__Provided records__.
++++++++++++++++++++

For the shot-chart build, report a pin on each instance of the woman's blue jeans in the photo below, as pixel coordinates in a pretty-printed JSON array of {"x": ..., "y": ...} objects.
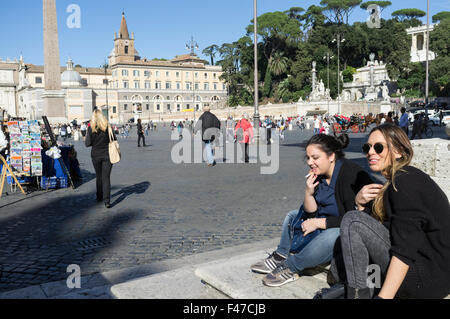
[{"x": 318, "y": 251}]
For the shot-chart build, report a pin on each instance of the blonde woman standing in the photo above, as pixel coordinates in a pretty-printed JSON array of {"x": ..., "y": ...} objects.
[{"x": 97, "y": 137}]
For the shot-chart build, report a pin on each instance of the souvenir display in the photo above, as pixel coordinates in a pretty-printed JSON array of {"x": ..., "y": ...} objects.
[{"x": 25, "y": 141}]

++++++++++++++++++++

__Problem to solve__.
Reproduce the listing from the line containing "of the blonde" through the end of the listing, substituting "layout review" for "shot-chart build" and leaving everything else unchanged.

__Output below__.
For the layout review, report a pin on each instance of the blonde woman standing in the photo above, as pixel coordinates in a pretty-printed JSON array of {"x": ..., "y": ...} objects.
[{"x": 97, "y": 137}]
For the layout review, report a pin on each instance of the souvenir display in the photo above, as pixel coordinates in a pretty-printed JSON array of {"x": ..., "y": ...} objects.
[{"x": 25, "y": 141}]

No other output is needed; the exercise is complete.